Please repeat exactly the lines below from the one containing "drop a dot on the blue" down to the one containing "drop a dot on the tree trunk", both included, and nothing else.

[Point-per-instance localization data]
##############################
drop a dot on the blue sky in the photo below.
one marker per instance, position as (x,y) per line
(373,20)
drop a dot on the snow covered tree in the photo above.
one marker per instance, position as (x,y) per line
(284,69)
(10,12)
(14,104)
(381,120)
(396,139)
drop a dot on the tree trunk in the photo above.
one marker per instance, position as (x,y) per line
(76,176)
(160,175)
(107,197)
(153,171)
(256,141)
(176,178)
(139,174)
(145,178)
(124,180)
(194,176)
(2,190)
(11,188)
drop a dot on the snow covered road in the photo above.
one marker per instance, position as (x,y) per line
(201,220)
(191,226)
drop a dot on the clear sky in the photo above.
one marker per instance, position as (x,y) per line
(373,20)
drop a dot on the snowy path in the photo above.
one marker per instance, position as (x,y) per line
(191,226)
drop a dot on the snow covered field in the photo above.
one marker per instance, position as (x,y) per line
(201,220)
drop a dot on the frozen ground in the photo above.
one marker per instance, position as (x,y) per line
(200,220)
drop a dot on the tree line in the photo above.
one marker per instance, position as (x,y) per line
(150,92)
##############################
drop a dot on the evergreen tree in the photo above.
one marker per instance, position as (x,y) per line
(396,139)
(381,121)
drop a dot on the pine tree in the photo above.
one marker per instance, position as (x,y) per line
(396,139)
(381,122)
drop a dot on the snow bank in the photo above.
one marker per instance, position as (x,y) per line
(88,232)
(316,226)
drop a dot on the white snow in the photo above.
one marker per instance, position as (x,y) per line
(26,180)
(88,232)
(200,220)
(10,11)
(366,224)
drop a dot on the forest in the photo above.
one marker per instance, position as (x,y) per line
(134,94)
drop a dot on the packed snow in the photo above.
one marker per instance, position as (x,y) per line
##############################
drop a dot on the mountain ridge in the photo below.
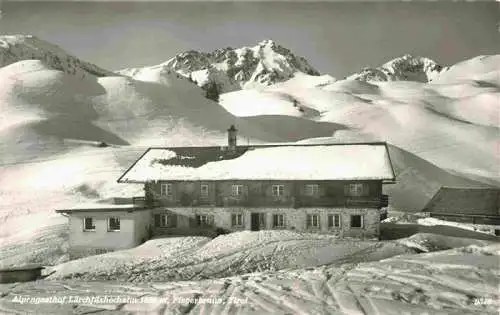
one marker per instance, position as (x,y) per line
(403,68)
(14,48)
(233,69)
##############################
- _Your solution_
drop a dot on the blue sky in the photo below.
one marker per instance, position as (x,y) per line
(373,20)
drop a dot on the snow covered tree in the photo above.
one marker per instance, position as (x,y) per line
(284,69)
(10,12)
(14,104)
(381,120)
(396,139)
drop a dot on the tree trunk in the photo above.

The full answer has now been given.